PROBLEM DETAILS: From the line that holds "Roster-mapping task: tag the second" to the last line of the data, copy everything exactly; leave out all the rest.

--- start GIVEN DATA ---

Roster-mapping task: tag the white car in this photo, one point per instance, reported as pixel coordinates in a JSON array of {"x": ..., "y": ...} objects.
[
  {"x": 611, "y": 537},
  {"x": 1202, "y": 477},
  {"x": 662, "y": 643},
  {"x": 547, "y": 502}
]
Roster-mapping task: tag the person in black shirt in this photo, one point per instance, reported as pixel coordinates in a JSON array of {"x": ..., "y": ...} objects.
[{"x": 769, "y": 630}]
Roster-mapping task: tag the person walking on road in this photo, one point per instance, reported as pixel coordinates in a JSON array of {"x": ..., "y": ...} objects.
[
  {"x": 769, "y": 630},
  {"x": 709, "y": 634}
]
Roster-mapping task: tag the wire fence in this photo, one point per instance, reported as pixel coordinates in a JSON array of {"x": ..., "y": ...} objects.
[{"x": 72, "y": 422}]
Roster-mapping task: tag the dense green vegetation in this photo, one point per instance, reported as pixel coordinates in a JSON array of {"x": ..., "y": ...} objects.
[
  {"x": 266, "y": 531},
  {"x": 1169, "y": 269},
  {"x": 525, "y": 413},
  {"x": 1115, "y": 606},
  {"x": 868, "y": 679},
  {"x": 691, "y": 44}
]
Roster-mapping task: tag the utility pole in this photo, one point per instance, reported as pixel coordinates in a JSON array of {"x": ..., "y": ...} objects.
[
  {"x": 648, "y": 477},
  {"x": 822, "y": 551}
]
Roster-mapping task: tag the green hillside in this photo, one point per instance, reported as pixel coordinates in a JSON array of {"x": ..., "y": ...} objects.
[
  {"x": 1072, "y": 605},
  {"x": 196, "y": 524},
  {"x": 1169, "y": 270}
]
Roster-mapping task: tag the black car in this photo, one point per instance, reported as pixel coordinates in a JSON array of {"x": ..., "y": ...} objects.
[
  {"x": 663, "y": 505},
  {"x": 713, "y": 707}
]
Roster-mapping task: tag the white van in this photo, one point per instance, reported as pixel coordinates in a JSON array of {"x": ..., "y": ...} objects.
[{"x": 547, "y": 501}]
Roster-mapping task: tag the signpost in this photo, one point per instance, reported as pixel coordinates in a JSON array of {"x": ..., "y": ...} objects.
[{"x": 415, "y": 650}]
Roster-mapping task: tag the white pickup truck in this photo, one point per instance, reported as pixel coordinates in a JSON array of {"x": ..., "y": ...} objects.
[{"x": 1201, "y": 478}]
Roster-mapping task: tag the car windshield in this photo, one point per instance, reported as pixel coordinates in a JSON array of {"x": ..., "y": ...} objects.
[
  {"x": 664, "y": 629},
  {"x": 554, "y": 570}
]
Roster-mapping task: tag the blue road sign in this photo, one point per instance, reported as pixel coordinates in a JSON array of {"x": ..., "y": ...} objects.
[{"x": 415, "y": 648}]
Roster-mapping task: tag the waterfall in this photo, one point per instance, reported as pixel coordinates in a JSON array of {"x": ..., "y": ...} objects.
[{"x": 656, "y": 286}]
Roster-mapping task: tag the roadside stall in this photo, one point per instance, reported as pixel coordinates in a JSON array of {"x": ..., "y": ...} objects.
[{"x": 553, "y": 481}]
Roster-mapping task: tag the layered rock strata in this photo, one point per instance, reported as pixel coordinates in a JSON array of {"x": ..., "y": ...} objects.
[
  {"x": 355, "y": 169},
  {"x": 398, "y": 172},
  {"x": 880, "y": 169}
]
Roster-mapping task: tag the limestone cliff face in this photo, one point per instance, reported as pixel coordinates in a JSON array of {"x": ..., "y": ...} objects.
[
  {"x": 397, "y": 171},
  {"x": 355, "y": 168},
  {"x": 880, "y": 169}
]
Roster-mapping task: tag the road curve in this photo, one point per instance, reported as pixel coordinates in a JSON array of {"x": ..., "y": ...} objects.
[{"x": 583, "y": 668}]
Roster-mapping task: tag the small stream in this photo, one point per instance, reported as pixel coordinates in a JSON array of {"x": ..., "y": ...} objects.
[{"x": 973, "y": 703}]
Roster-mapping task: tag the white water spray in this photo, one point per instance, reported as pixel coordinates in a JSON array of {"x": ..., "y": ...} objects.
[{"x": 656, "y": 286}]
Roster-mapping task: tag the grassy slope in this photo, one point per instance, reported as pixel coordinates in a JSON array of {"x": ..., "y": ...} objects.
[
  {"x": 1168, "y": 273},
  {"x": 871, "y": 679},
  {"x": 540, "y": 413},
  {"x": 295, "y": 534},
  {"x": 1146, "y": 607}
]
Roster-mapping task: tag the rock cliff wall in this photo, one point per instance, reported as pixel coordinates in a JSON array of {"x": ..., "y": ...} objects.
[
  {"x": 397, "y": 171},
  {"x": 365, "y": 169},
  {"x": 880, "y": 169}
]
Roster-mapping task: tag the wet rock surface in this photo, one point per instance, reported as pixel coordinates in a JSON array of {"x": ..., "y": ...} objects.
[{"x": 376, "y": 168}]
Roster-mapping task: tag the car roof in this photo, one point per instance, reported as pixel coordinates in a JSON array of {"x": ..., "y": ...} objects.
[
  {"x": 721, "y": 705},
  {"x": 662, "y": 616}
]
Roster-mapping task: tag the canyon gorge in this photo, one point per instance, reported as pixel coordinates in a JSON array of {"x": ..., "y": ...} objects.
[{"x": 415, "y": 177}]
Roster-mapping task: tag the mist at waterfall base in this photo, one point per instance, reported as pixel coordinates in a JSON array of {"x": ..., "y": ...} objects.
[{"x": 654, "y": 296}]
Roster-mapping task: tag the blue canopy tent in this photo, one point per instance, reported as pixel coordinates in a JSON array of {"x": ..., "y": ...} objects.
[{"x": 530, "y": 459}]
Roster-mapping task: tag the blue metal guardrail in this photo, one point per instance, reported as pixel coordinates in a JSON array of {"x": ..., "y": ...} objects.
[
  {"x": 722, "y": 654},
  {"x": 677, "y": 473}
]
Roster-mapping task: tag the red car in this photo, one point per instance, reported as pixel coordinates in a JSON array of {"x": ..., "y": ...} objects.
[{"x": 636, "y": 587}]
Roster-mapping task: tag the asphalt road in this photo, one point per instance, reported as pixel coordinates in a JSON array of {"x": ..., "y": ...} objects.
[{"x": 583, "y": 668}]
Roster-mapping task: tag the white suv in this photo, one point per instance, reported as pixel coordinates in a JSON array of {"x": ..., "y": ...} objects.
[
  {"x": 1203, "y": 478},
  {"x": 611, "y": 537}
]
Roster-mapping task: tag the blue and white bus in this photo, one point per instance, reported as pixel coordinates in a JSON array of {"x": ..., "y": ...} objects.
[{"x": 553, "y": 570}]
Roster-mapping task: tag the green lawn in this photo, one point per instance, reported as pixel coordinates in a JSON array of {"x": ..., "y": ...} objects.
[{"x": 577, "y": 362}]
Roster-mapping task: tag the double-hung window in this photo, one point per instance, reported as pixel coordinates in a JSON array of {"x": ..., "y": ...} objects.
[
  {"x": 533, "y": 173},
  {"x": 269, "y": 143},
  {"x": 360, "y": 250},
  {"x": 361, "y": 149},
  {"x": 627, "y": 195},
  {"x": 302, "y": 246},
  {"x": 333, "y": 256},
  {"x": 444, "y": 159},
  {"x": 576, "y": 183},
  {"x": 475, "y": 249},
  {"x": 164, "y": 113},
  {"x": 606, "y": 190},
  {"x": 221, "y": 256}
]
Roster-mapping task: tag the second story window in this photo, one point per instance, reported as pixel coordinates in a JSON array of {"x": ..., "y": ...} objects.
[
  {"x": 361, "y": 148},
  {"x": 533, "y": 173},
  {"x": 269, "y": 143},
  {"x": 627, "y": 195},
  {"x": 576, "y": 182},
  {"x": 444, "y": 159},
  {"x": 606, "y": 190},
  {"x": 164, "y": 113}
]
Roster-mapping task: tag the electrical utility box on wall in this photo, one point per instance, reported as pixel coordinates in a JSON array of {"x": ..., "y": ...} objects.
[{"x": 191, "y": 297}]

--- end GIVEN DATA ---

ANSWER:
Roster-mapping task: tag the second story window in this photo, one point per instance, reported as pixel coordinates in a JSON array of {"x": ..., "y": ...} objects.
[
  {"x": 361, "y": 148},
  {"x": 533, "y": 173},
  {"x": 269, "y": 143},
  {"x": 627, "y": 195},
  {"x": 576, "y": 182},
  {"x": 444, "y": 159},
  {"x": 606, "y": 190},
  {"x": 164, "y": 113}
]
Roster-mapping task: tag the electrical utility box on wall in this photo, one point per instance, reported as pixel coordinates in a JSON array of {"x": ..., "y": ...} objects.
[{"x": 191, "y": 297}]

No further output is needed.